━━ PASSAGE

But has anything changed in the last 24 years since Mayer and team’s famous results? Subsequent studies reconfirm the original findings, but recent research done at USIU-Africa found that in Kenya, Zambia, Tanzania, and Uganda, among the three trustworthiness constructs, citizens in the four countries crave integrity the most in an organisational leader comprising 76 percent of their psychological trust.

So, our favourite leaders should show their integrity with no corruption, following through on promises, and refraining from lies.

However, corruption is often thought of as worth stamping out no matter what the cost. Zero tolerance policies creating hypothetical corruption-free zones mean that even small mistakes can result in investigation, termination, and prosecution.

But is there such a thing as too much integrity? Researchers Frank Anechiarico and James Jacobs pose that when integrity expectations levels become extremely high, employees become fearful of acting because they assume that they may make an accidental mistake or human error that gets them into substantial trouble.

Zero tolerance policies on corruption and fraud make governments and organisation less efficient and suboptimal.

━━━━
━━ RECORDED INFORMATION

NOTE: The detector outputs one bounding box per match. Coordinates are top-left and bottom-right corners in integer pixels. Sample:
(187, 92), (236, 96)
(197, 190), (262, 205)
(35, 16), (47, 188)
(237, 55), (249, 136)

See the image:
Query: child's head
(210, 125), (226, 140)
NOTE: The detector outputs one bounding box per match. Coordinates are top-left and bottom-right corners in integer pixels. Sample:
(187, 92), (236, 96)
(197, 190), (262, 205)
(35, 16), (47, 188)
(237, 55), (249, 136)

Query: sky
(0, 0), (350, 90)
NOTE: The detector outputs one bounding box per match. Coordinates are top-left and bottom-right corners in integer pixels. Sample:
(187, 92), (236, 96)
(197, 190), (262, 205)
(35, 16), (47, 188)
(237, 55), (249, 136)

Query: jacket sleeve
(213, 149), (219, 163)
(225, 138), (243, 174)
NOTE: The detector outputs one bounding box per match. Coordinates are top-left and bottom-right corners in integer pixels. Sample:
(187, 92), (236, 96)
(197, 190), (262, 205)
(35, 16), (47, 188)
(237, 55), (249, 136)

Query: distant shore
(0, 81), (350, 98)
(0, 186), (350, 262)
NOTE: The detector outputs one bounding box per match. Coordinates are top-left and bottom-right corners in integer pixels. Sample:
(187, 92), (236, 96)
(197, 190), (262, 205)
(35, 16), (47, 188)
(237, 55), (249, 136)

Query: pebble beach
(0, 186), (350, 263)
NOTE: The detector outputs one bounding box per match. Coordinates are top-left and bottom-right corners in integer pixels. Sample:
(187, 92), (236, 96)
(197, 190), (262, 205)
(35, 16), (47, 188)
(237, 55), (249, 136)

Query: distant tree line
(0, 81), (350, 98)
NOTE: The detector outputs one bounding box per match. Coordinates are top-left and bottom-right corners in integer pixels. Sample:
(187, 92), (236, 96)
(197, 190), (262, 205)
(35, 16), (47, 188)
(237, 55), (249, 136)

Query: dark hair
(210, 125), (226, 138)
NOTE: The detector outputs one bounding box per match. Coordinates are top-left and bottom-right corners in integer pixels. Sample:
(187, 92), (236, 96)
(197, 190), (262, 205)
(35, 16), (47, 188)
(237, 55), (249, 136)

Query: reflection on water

━━━━

- [GIVEN EXERCISE 1]:
Can you condense the paragraph of the passage on leader integrity that begins "But is there such a thing as too much integrity?" while keeping its main facts?
- [GIVEN EXERCISE 2]:
Would you copy the passage on leader integrity word for word, beginning at the words "So, our favourite" and stopping after "efficient and suboptimal."?
The items are separate material and unrelated to the passage on leader integrity.

- [WORKED ANSWER 1]:
Researchers Frank Anechiarico and James Jacobs argue that extremely high integrity expectations make employees afraid to act, because they fear an accidental mistake or human error could land them in substantial trouble.

- [WORKED ANSWER 2]:
So, our favourite leaders should show their integrity with no corruption, following through on promises, and refraining from lies.

However, corruption is often thought of as worth stamping out no matter what the cost. Zero tolerance policies creating hypothetical corruption-free zones mean that even small mistakes can result in investigation, termination, and prosecution.

But is there such a thing as too much integrity? Researchers Frank Anechiarico and James Jacobs pose that when integrity expectations levels become extremely high, employees become fearful of acting because they assume that they may make an accidental mistake or human error that gets them into substantial trouble.

Zero tolerance policies on corruption and fraud make governments and organisation less efficient and suboptimal.